Exercise aim:
Retype the pasta thread word for word, from "You can also" down to "over the top.".

Provided passage:
# precooking pasta?



## shugga (Aug 8, 2002)

I am having a retirement party for my husband in a few weeks and had planned on making some kind of pasta as one of the dishes. There will be about 30 -40 people at the party.
Is it possible to cook the ziti earlier in the day and then just reheat and pour the sauce over it? How do you keep it from getting sticky and how do you reheat it? HELP!!
TIA


----------



## katbalou (Nov 21, 2001)

shugga, 
pasta can be pre-cooked. do not overcook. rinse with cold water, until the pasta is no longer warm. do not soak in water as it will get soggy. store in the fridge, reheat by dipping it in simmering water. then top with hot sauce.
kat


----------



## peachcreek (Sep 21, 2001)

I do what Kat does with the addition of after I cool and drain the pasta I coat it lightly with olive oil to keep it from sticking together. Good luck.


----------



## pete (Oct 7, 2001)

To oil after cooling, or not. People I know tend to have very strong feelings one way or another about this! Though I don't think that it makes that big of a difference, I prefer not to oil as I feel that it causes the sauce to not be able to cling as well to the pasta. As soon as the pasta is cool we portion ours into bags so it doesn't matter if the pasta sticks. Once it hits the hot water again it becomes unstuck. If you don't have a pot big enough to reheat the pasta all at the same time, then you might want to oil the pasta. It will make it easier to work with. But, please use as little oil as possible. If I use oil, I oil it while it is still in the colander and shake off any excess. That way your pasta is not swimming in oil.


----------



## cape chef (Jul 31, 2000)

Shugga,

Good luck with your party.

Not to add to the confusion,but I would consider some oil on your pasta after youv'e pre-cooked it.

You can also (if you have oven space) warm your pasta in a hotel pan with hot water added (not much,just to create steam)wrap with tin foil and bring it up to temp that way,when drain.

I come from the school of thought that the pasta should then be tossed with the sauce instead of just ladeling over the top.


----------



## topa (Aug 15, 2002)

I recommend the same as Pete. Usually I will seperate the pasta into batches of the size that I can reheat, although if I have to cater a group numbering into the 175+ range then I definately will oil it (remembering the colander step). Good luck with your party!


----------

Stored data:
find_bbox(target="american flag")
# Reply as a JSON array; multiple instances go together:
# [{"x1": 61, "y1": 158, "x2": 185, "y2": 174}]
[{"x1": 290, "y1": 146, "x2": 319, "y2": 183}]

Complete response:
You can also (if you have oven space) warm your pasta in a hotel pan with hot water added (not much,just to create steam)wrap with tin foil and bring it up to temp that way,when drain.

I come from the school of thought that the pasta should then be tossed with the sauce instead of just ladeling over the top.